* [What to work on]
Of the lines below, write out exactly those from the line with "Target: spectator in crowd" through the line with "Target: gold braid on cap", both included, and skip the rest.

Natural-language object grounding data
=======
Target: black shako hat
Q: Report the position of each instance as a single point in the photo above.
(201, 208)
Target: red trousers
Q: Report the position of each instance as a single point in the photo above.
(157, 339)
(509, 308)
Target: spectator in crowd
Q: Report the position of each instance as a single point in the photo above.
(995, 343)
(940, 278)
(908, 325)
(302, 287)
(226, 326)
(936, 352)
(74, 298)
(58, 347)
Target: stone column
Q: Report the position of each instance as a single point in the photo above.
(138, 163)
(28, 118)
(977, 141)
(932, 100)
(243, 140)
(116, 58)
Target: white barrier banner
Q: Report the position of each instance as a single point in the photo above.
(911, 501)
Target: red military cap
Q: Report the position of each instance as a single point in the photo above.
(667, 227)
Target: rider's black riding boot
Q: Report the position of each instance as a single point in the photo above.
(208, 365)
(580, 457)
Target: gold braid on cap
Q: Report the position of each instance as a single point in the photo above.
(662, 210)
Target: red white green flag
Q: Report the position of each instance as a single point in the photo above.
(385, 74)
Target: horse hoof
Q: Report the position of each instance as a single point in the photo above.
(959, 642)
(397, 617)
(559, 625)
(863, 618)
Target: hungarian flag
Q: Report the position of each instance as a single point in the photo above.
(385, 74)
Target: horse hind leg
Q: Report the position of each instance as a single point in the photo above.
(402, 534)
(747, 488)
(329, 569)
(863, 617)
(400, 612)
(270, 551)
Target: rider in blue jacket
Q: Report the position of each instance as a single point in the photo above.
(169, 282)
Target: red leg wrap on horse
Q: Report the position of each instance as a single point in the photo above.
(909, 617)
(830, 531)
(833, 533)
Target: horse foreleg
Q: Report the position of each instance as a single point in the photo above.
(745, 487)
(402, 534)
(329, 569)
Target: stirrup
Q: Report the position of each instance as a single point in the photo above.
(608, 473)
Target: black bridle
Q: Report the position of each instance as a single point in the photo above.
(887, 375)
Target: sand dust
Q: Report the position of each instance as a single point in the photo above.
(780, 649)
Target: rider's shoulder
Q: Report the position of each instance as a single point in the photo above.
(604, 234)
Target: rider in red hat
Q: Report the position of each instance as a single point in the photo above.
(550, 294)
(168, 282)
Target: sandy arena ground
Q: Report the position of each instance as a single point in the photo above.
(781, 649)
=======
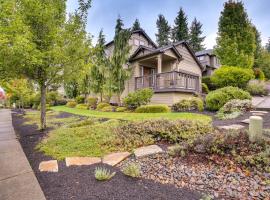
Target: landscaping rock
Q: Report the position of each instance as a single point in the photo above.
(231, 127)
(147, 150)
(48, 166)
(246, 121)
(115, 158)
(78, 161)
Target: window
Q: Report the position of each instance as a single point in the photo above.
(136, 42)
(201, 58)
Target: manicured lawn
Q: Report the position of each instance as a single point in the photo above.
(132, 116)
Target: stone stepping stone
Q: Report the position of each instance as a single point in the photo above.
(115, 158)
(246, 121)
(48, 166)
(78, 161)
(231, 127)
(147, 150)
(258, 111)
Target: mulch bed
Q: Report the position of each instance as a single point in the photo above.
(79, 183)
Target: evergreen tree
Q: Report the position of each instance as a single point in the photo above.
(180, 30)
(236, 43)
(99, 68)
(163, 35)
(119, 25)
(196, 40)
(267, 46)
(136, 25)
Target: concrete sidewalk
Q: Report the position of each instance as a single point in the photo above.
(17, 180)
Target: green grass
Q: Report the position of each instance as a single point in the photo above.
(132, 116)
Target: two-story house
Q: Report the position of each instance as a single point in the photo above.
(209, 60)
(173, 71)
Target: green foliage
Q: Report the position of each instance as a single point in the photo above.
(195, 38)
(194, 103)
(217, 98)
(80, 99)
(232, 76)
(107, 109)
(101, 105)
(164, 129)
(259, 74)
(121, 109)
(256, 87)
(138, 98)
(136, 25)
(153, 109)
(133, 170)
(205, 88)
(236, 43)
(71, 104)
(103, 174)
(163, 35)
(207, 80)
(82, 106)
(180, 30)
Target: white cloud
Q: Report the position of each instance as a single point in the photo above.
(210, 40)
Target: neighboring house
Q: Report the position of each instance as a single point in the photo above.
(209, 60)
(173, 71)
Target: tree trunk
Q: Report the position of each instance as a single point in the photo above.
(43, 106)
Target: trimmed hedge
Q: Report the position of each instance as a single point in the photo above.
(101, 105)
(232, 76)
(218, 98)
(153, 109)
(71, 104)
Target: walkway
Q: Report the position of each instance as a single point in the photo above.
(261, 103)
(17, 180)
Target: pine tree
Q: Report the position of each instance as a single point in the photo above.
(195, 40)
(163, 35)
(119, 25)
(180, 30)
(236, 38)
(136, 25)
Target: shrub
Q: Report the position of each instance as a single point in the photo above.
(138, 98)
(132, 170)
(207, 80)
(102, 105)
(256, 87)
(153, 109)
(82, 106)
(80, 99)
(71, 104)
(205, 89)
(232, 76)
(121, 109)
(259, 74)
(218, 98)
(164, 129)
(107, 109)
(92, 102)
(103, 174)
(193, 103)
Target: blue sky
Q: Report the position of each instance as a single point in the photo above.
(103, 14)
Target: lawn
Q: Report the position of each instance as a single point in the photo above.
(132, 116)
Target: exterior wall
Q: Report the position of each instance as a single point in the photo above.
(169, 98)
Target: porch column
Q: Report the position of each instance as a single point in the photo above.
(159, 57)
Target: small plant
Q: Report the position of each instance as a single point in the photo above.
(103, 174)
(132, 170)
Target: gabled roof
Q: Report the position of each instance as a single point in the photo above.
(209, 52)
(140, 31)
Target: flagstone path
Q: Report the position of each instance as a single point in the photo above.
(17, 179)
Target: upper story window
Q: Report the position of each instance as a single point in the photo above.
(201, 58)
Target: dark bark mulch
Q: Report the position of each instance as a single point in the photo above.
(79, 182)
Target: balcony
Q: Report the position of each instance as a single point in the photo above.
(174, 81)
=======
* [Written response]
Target: spectator in crowd
Q: Report the position of each instance as a single point in the photo above.
(995, 343)
(940, 278)
(908, 325)
(302, 287)
(226, 326)
(936, 352)
(74, 298)
(58, 347)
Target: stone column
Q: Report the position of each instance as a single point in the photo above.
(138, 163)
(28, 118)
(977, 141)
(932, 100)
(243, 140)
(116, 58)
Target: white barrier banner
Q: Report the position of each instance as a single point in the photo above.
(911, 501)
Target: red military cap
Q: Report the position of each instance as a single point in the photo above.
(667, 227)
Target: rider's black riding boot
Q: Report the position of each instance as a single point in the photo above.
(208, 365)
(580, 457)
Target: gold braid on cap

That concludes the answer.